### Study material
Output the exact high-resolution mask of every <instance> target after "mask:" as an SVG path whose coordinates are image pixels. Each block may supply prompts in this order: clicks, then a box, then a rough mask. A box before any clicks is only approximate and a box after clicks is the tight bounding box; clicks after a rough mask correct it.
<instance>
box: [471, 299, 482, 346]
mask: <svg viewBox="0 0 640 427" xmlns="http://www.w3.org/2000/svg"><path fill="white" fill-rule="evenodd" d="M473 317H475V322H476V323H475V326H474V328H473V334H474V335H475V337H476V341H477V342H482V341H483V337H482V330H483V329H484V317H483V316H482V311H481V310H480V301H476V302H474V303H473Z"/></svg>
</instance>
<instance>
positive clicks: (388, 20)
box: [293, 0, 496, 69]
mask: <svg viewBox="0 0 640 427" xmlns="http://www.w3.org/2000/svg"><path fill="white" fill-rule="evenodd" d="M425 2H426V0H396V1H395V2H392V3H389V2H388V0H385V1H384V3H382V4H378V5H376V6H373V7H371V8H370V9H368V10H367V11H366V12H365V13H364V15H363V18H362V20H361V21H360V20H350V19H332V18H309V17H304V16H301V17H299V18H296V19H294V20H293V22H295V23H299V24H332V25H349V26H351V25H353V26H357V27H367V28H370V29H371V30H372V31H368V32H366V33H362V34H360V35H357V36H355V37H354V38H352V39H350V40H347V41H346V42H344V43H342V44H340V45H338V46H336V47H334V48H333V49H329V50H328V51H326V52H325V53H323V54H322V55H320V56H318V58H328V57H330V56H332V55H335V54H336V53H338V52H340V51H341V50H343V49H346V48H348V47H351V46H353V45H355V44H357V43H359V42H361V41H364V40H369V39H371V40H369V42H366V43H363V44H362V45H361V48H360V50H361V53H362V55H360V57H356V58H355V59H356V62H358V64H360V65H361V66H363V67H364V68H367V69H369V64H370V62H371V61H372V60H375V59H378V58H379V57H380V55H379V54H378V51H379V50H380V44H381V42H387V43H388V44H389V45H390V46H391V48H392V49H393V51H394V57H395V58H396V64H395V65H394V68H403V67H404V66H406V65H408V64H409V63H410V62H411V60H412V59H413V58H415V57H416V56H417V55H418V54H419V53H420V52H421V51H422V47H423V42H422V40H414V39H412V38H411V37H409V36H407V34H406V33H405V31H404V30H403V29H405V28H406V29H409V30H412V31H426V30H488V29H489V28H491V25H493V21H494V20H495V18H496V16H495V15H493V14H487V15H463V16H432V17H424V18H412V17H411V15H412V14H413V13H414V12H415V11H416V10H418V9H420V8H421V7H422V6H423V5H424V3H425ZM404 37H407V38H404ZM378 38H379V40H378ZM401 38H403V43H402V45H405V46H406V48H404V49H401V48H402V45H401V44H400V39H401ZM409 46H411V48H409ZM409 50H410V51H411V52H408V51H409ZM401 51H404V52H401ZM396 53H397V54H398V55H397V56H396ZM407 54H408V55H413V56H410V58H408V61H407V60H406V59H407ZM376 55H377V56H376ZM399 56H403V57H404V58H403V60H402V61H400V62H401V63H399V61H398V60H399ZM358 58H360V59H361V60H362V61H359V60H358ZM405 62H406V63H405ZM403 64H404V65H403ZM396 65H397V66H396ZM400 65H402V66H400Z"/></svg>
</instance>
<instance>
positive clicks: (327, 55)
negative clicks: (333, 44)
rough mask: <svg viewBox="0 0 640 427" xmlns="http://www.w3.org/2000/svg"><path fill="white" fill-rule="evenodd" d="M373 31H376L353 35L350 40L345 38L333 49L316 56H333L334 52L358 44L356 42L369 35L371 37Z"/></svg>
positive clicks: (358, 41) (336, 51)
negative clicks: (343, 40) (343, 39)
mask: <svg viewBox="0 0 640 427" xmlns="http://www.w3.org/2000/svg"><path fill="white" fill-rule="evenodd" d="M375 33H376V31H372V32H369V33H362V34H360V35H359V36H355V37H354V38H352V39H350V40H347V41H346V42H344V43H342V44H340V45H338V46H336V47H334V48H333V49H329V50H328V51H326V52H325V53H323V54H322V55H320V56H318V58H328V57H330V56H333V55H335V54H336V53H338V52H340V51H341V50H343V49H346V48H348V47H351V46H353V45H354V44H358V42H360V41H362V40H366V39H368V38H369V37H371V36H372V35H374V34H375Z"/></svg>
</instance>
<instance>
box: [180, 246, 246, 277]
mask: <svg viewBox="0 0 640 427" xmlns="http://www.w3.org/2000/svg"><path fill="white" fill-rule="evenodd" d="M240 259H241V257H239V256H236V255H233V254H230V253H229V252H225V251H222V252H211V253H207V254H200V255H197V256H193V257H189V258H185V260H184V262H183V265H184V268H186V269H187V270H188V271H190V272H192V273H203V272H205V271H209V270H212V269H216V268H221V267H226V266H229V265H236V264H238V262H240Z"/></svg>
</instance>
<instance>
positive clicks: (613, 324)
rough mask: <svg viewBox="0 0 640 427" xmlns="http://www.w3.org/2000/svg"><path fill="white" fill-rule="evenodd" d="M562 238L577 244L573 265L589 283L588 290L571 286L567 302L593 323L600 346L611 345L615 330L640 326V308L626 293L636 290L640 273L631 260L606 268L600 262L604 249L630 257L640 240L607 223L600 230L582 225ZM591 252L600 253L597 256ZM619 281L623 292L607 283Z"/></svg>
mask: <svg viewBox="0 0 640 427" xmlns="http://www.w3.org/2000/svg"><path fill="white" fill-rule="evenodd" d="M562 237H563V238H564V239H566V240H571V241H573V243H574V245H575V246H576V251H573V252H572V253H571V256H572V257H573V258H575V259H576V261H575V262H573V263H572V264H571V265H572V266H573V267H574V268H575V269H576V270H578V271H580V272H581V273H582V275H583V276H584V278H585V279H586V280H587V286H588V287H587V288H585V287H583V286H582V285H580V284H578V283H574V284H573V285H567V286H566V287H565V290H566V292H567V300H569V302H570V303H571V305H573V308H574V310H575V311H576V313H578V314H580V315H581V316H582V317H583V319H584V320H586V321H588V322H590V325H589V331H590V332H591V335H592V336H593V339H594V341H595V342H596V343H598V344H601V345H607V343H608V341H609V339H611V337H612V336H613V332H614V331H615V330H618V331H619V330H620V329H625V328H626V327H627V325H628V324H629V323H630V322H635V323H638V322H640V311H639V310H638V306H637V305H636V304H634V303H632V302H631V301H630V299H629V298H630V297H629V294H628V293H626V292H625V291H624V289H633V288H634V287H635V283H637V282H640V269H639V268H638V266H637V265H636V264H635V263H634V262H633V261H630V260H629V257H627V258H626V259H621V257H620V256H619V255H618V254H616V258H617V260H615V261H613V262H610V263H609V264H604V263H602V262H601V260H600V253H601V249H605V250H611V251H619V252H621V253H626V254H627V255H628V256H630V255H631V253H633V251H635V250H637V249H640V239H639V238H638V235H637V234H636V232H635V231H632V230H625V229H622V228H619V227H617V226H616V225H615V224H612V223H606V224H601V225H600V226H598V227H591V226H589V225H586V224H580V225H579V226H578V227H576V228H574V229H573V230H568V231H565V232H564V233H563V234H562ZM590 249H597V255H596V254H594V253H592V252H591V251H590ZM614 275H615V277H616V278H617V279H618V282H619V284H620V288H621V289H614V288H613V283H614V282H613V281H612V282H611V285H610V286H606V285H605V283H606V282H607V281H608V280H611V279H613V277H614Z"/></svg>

### Problem description
The lines to return are those with the string "positive" in them; copy each from the entries above.

### Answer for the task
positive clicks: (388, 20)
positive clicks: (327, 55)
positive clicks: (358, 41) (336, 51)
positive clicks: (613, 324)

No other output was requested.